| How to complete this task |
When a line of the listing below has the string "crust" in it, copy that line.

| Information provided |
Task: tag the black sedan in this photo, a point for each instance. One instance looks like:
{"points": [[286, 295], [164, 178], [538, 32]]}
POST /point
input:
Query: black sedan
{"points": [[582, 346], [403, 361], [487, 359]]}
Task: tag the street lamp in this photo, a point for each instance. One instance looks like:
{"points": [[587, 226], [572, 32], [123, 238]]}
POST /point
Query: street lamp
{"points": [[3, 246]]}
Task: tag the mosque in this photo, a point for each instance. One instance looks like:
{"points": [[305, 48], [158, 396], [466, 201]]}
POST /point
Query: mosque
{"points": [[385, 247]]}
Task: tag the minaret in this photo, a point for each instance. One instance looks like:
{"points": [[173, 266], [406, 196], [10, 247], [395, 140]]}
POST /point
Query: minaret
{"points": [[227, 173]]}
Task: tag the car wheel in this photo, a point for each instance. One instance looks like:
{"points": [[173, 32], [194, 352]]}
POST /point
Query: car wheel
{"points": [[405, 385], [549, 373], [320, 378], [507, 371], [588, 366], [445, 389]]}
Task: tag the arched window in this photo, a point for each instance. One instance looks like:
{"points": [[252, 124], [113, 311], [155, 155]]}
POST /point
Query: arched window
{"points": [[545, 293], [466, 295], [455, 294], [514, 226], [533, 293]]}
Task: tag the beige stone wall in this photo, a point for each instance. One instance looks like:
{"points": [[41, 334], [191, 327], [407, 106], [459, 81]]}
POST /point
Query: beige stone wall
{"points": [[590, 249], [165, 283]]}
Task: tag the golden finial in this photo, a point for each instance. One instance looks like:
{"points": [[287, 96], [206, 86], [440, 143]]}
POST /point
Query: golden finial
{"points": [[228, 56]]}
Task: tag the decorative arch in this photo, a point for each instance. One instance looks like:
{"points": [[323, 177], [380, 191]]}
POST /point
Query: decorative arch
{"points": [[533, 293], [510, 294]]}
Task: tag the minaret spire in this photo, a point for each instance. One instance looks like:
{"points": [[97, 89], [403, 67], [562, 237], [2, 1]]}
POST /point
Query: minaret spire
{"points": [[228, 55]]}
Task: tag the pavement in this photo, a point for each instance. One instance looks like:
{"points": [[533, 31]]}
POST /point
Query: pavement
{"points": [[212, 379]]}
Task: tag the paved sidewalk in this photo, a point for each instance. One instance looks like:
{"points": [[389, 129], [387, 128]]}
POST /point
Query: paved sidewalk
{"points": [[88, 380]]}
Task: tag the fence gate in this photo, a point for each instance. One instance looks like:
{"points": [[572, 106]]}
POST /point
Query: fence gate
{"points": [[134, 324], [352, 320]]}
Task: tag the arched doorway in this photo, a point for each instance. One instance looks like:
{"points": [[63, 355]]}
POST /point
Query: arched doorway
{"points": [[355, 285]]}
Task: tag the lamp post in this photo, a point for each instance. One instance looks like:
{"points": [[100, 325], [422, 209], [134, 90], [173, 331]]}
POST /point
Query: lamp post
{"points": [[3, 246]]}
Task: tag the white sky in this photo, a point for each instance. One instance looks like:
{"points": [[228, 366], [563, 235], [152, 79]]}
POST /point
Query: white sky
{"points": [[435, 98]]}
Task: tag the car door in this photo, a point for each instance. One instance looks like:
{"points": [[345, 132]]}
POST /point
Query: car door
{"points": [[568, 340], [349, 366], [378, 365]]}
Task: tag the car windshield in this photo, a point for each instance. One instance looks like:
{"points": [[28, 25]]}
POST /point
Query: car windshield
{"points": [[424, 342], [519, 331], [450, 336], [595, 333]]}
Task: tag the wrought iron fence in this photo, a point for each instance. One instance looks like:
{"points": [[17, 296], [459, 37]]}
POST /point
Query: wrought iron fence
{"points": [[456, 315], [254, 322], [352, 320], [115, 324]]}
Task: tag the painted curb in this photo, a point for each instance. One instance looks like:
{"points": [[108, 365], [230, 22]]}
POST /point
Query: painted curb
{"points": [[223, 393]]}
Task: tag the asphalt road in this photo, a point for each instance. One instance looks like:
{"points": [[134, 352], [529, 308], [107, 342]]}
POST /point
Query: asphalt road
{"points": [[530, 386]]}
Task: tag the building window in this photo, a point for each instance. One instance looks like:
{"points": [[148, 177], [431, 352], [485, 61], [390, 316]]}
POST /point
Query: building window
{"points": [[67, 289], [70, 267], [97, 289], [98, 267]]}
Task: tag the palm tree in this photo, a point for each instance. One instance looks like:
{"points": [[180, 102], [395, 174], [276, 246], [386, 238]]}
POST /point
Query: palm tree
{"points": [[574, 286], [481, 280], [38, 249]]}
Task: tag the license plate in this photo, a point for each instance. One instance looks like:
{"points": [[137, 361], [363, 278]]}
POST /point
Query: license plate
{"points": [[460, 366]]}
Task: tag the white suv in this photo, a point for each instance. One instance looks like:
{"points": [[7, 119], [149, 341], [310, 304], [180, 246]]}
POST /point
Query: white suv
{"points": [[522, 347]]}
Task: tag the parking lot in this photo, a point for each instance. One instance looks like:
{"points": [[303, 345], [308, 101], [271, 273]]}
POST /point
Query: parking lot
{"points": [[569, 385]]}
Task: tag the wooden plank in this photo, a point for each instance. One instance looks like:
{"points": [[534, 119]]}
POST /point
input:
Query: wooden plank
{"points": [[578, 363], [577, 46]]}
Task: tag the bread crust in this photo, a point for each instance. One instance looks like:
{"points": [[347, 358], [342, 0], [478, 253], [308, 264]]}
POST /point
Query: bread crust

| Response for this exercise |
Task: tag the bread crust in this photo, a point for each instance. One instance looks like:
Query: bread crust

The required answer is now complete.